Challenge
Please render the listing as a JSON list of strings, one string per line and blank lines omitted. Begin at the line that has "Query: white wall" and stop after the line that has "M475 266L476 259L472".

Material for this exercise
◇ ◇ ◇ ◇

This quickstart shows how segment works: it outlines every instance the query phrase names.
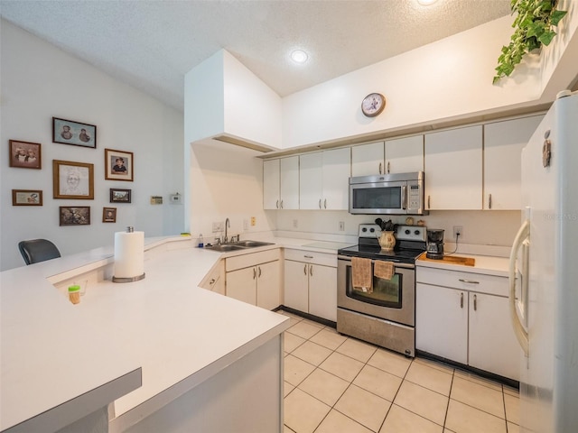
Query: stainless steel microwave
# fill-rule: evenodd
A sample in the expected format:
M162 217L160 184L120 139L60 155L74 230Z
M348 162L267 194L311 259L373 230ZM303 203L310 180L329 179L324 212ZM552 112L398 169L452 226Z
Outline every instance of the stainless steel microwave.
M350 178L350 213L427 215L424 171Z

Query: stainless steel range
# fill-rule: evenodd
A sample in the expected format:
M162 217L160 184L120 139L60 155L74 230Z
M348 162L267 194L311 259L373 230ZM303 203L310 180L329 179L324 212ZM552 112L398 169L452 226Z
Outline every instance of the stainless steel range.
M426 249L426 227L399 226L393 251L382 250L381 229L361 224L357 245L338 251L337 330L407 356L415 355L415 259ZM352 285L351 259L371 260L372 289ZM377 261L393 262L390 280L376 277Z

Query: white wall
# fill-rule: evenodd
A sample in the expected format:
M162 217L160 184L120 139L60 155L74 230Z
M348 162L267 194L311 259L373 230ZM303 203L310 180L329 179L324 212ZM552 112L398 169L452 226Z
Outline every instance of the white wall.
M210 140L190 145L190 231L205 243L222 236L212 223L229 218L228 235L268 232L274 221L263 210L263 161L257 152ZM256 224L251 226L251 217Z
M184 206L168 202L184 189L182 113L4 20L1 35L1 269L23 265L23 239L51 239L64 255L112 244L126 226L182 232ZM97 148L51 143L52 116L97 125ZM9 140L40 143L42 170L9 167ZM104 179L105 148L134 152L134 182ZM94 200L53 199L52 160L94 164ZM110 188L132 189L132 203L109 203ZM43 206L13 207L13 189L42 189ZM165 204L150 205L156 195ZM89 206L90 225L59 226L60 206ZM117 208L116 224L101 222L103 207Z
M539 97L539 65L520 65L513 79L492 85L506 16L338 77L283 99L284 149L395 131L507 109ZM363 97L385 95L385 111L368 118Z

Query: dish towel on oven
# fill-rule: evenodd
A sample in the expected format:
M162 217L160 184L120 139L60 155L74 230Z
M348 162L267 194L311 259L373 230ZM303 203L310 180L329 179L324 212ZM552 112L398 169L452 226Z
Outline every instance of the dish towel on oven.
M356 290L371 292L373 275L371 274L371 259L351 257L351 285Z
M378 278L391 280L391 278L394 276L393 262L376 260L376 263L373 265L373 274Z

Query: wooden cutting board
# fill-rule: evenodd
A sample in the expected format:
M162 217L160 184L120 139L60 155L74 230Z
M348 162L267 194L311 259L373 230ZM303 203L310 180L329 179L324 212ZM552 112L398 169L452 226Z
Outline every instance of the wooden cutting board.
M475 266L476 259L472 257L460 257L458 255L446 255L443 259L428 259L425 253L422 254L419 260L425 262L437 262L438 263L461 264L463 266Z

◇ ◇ ◇ ◇

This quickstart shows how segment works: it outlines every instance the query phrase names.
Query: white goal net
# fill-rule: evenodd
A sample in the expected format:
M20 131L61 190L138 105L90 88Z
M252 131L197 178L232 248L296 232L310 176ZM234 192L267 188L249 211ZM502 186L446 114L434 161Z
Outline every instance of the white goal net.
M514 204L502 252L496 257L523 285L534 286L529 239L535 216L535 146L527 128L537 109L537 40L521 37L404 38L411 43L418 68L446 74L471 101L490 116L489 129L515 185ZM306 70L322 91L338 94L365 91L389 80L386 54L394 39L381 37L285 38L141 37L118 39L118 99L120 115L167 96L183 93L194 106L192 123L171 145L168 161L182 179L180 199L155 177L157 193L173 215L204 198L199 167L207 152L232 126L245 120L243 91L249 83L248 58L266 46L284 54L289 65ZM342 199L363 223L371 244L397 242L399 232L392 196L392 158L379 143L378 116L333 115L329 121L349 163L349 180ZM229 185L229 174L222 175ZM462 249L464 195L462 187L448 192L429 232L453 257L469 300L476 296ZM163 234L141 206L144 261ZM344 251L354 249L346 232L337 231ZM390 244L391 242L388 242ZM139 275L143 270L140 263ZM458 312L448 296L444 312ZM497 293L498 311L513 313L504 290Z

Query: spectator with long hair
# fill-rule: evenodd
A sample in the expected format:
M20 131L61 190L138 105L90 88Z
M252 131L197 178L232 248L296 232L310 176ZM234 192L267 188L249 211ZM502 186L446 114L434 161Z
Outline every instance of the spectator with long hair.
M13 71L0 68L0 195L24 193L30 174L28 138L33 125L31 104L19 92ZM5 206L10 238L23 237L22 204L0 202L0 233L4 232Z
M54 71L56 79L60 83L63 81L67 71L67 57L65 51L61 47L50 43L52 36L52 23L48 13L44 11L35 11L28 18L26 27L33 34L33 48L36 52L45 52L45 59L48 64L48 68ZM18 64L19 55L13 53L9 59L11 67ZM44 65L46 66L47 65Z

◇ ◇ ◇ ◇

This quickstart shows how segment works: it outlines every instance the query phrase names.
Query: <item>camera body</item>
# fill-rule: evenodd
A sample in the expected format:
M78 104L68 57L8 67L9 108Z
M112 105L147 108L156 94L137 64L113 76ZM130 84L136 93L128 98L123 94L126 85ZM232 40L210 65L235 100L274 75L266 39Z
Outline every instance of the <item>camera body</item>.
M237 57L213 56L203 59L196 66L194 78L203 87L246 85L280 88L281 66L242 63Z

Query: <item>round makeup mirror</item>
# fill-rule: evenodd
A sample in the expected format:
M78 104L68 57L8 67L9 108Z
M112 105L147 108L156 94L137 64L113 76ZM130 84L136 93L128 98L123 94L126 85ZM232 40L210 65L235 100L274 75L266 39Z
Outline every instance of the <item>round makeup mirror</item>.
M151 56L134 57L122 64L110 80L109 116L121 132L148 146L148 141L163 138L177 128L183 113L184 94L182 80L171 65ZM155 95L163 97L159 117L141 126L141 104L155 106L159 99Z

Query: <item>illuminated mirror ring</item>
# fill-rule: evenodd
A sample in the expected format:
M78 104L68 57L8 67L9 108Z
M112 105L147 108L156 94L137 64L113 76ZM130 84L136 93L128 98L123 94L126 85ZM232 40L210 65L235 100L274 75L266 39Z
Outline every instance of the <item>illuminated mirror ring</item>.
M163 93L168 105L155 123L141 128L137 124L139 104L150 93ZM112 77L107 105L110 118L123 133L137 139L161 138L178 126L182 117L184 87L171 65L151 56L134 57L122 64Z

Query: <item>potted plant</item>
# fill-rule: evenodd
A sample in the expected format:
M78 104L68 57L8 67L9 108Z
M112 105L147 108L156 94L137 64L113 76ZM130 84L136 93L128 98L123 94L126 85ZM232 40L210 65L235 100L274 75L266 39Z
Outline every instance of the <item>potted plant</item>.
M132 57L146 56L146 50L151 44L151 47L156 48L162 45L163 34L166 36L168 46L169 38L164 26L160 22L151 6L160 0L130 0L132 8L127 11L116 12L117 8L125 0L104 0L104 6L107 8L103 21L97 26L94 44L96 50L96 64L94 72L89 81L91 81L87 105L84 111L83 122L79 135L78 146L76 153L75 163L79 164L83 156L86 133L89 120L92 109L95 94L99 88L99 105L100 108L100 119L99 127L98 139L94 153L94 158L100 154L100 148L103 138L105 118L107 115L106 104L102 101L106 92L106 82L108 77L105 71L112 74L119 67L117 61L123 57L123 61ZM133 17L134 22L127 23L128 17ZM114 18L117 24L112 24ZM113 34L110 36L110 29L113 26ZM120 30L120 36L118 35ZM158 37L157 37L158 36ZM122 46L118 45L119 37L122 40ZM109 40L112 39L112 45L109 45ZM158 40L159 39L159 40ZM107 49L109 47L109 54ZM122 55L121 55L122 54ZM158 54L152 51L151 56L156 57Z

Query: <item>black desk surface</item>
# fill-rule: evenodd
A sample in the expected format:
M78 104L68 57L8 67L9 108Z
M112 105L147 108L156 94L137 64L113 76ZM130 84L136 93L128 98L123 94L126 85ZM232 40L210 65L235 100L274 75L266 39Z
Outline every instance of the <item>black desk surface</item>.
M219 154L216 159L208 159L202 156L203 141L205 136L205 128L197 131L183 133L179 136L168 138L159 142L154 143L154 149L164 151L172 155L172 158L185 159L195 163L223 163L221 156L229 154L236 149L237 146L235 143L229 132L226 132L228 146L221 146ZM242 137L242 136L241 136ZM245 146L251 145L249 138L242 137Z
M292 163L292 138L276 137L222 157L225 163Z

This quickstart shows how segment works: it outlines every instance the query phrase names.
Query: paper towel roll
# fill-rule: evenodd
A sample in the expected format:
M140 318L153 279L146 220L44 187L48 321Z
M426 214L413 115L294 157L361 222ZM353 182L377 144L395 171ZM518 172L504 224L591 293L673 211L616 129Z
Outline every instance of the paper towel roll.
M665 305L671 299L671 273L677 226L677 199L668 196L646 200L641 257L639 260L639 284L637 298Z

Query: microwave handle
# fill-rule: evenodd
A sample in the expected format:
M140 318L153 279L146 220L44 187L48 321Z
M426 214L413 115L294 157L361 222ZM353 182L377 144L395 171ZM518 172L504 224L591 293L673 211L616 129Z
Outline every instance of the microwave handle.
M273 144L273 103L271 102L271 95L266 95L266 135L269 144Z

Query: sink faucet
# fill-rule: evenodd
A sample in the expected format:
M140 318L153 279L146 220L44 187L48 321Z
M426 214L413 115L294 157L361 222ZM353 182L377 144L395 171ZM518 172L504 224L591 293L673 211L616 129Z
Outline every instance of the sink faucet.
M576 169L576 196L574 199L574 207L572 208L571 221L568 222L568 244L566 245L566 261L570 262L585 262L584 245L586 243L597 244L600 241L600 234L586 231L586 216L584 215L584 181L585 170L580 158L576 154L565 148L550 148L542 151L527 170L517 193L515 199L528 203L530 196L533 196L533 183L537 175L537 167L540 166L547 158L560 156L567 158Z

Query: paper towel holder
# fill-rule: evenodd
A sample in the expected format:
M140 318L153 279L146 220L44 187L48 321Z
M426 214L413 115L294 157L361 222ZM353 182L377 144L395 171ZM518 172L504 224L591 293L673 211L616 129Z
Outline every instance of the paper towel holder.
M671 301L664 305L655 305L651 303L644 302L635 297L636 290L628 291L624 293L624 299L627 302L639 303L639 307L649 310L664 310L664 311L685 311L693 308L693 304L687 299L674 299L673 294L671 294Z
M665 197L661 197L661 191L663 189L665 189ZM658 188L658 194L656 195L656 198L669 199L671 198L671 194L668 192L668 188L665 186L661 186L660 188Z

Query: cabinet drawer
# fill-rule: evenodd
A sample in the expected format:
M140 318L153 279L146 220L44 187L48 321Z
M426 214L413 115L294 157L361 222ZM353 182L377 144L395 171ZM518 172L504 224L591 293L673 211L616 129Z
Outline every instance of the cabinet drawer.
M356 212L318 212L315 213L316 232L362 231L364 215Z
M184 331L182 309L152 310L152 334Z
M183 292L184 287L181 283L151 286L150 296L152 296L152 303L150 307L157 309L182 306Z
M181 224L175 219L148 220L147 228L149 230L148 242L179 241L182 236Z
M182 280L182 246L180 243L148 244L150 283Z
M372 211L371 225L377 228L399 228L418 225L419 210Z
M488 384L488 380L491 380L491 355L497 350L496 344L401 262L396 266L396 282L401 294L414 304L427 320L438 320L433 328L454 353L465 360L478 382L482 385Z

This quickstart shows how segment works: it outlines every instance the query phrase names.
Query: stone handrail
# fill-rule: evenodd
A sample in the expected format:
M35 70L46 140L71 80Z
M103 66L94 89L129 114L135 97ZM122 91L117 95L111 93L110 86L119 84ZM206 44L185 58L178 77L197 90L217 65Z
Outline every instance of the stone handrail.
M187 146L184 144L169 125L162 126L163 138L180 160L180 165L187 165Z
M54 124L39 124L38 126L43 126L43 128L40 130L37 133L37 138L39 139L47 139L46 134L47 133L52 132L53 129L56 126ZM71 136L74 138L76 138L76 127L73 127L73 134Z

◇ ◇ ◇ ◇

Written answer
[
  "Query: white wall",
  "# fill-rule: evenodd",
  "A sample in the expected format:",
  "M162 217L160 184L120 139L60 155L74 230Z",
  "M348 162L267 194L311 259L373 230ZM303 203L310 180L329 179L324 212ZM552 112L398 169L452 226Z",
  "Outline every instance of the white wall.",
  "M210 140L190 145L190 231L205 243L222 236L212 223L229 218L228 235L268 232L274 221L263 210L263 161L257 152ZM256 224L251 226L251 217Z",
  "M184 206L168 202L184 189L182 113L4 20L1 35L1 269L23 265L23 239L51 239L64 255L112 244L126 226L182 232ZM97 148L51 143L52 116L97 125ZM9 140L40 143L42 170L9 167ZM104 179L105 148L134 152L134 182ZM94 200L53 199L52 160L94 164ZM110 188L132 189L132 203L109 203ZM43 206L13 207L13 189L42 189ZM165 204L150 205L156 195ZM89 206L90 225L59 226L60 206ZM117 208L116 224L101 222L103 207Z",
  "M539 97L539 65L520 65L513 79L492 85L506 16L338 77L283 99L284 149L395 131L507 109ZM363 97L385 95L385 111L368 118Z",
  "Query: dish towel on oven",
  "# fill-rule: evenodd",
  "A sample in the expected format:",
  "M162 217L160 184L120 139L60 155L74 230Z",
  "M348 162L267 194L311 259L373 230ZM303 203L310 180L329 179L324 212ZM552 112L398 169L452 226Z",
  "Outline every instance of the dish towel on oven.",
  "M356 290L371 292L373 275L371 274L371 259L351 257L351 285Z",
  "M378 278L391 280L391 278L394 276L393 262L376 260L376 263L373 265L373 274Z",
  "Query: wooden cutting board",
  "# fill-rule: evenodd",
  "A sample in the expected format:",
  "M162 217L160 184L120 139L60 155L74 230Z",
  "M348 162L267 194L311 259L373 230ZM303 203L310 180L329 179L324 212ZM552 112L398 169L452 226Z",
  "Outline every instance of the wooden cutting board.",
  "M475 266L476 259L472 257L460 257L458 255L446 255L443 259L428 259L425 253L422 254L419 260L425 262L437 262L438 263L461 264L463 266Z"
]